━━━ STORED RECORDS ━━━

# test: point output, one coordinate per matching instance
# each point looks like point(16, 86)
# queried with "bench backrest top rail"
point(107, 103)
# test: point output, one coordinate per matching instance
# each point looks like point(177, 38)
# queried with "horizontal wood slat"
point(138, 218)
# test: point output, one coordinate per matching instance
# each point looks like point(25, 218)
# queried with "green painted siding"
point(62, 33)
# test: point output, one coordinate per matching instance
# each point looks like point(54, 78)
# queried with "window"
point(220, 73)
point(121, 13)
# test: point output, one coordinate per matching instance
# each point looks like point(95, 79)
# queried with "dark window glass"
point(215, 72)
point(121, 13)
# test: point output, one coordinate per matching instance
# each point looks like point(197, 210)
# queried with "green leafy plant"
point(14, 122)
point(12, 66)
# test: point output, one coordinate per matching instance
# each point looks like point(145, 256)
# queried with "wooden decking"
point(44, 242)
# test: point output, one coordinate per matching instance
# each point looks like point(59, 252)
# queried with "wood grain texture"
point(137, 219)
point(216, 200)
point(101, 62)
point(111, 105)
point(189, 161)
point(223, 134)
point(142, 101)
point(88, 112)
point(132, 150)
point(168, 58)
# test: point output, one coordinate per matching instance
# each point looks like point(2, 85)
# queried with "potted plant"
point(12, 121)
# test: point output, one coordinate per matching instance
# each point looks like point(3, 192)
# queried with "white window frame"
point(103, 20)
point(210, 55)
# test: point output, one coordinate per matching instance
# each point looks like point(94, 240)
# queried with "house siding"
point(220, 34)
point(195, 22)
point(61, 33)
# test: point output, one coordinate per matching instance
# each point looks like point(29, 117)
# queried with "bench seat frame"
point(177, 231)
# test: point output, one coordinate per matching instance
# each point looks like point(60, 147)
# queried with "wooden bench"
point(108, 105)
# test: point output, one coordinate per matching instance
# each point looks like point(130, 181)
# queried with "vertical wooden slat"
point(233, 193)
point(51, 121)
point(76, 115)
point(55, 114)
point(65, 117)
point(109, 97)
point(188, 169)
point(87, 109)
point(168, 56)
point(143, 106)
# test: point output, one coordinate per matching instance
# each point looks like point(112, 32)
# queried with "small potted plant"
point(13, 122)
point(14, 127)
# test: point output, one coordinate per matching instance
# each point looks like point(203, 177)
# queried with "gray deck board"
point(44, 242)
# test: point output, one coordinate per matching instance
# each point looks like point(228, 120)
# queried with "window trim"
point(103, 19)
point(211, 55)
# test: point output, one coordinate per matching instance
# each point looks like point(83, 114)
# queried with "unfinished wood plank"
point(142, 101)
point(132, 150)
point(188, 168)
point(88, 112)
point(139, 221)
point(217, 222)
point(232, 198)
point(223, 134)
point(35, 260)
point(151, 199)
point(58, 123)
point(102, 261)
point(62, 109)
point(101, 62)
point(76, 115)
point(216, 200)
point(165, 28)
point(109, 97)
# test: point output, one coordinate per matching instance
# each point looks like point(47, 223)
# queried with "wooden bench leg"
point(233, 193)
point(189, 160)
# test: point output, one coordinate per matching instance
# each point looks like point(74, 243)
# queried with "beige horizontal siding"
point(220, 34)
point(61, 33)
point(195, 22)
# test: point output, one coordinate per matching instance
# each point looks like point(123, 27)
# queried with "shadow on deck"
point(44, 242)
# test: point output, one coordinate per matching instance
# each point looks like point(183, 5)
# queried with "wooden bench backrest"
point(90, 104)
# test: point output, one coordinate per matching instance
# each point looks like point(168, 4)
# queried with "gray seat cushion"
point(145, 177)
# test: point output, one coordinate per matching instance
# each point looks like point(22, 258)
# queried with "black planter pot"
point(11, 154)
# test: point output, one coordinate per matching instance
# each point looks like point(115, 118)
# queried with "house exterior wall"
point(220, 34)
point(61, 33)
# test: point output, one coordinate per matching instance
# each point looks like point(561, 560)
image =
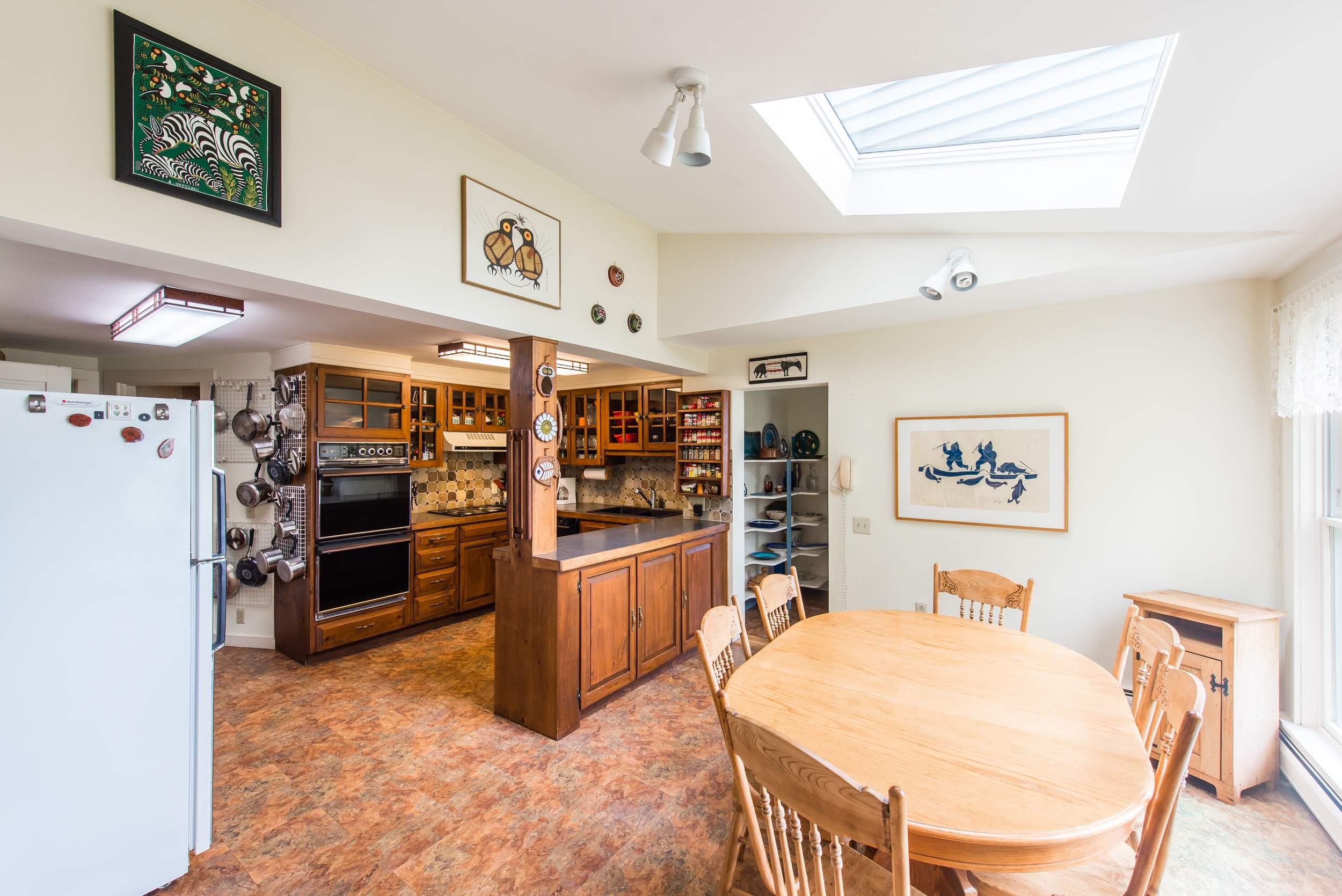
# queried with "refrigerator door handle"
point(221, 576)
point(221, 509)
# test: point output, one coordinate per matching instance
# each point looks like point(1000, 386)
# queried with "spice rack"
point(701, 436)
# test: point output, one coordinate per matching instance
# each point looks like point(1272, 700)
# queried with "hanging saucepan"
point(291, 566)
point(256, 491)
point(293, 416)
point(247, 423)
point(249, 573)
point(285, 388)
point(221, 418)
point(277, 469)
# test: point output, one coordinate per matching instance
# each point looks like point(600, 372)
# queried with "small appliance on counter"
point(568, 493)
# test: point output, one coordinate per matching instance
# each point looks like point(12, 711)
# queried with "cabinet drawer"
point(360, 627)
point(484, 530)
point(434, 581)
point(435, 538)
point(434, 606)
point(435, 558)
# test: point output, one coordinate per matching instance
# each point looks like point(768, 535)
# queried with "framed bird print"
point(192, 125)
point(992, 470)
point(508, 246)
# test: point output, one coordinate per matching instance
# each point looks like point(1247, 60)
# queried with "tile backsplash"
point(461, 482)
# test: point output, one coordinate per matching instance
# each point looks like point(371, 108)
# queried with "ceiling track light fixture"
point(696, 149)
point(957, 271)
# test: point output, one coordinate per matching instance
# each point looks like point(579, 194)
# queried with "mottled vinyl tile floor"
point(385, 773)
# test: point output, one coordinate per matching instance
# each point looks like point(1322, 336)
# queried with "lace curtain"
point(1308, 349)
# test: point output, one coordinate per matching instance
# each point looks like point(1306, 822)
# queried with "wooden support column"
point(536, 612)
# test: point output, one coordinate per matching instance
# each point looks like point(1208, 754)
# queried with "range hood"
point(476, 442)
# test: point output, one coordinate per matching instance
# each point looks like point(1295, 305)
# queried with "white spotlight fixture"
point(694, 143)
point(956, 271)
point(171, 317)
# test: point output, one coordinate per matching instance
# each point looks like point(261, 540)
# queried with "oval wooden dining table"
point(1013, 753)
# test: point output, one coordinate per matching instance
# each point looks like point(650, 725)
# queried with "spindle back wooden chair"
point(1125, 871)
point(1147, 640)
point(720, 631)
point(774, 593)
point(804, 803)
point(981, 592)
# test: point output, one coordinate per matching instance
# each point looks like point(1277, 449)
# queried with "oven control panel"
point(363, 454)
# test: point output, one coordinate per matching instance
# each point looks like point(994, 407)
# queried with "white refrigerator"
point(112, 596)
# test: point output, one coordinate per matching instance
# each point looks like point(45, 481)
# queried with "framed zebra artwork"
point(508, 246)
point(991, 470)
point(192, 125)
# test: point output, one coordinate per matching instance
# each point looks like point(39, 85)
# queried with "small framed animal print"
point(508, 246)
point(777, 368)
point(192, 125)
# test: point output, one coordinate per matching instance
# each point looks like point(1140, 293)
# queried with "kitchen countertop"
point(586, 549)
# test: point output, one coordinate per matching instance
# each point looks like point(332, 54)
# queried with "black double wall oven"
point(364, 536)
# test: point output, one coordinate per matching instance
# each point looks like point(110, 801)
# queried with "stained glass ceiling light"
point(1069, 94)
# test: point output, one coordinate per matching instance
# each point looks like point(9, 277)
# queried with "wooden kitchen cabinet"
point(426, 423)
point(361, 404)
point(608, 625)
point(702, 566)
point(1232, 649)
point(658, 608)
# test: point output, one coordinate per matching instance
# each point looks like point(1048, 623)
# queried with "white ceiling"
point(1241, 140)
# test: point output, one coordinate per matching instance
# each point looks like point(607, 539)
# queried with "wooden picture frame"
point(1012, 471)
point(198, 86)
point(510, 247)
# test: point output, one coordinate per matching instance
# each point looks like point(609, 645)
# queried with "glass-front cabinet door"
point(623, 419)
point(493, 411)
point(361, 404)
point(584, 415)
point(659, 407)
point(463, 408)
point(426, 424)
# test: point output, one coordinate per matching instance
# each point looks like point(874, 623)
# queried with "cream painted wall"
point(371, 186)
point(1173, 450)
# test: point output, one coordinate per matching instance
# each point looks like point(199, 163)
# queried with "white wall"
point(1173, 450)
point(371, 184)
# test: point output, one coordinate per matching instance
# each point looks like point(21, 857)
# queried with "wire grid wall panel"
point(231, 395)
point(261, 598)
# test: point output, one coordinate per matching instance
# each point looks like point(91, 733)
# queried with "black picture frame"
point(124, 33)
point(760, 370)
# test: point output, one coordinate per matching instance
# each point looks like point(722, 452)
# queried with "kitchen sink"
point(638, 512)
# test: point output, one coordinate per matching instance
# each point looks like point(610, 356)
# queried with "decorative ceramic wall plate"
point(546, 427)
point(545, 470)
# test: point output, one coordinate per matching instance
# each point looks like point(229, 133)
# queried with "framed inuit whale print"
point(991, 470)
point(192, 125)
point(508, 246)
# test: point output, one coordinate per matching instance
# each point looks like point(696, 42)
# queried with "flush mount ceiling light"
point(495, 357)
point(957, 271)
point(694, 143)
point(172, 317)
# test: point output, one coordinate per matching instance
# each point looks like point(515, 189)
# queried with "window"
point(1048, 133)
point(1089, 92)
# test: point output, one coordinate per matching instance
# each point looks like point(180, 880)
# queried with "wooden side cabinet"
point(1232, 649)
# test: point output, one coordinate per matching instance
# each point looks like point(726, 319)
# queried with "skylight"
point(1050, 133)
point(1088, 92)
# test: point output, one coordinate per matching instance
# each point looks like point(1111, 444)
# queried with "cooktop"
point(470, 512)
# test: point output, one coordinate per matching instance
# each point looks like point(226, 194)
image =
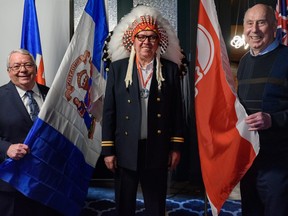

━━━

Pull out every line of the records above that contains the string "framed".

# queried with "framed bird print"
# queried with "framed zebra artwork"
# queried with "small framed animal print"
# queried with "framed inuit whale print"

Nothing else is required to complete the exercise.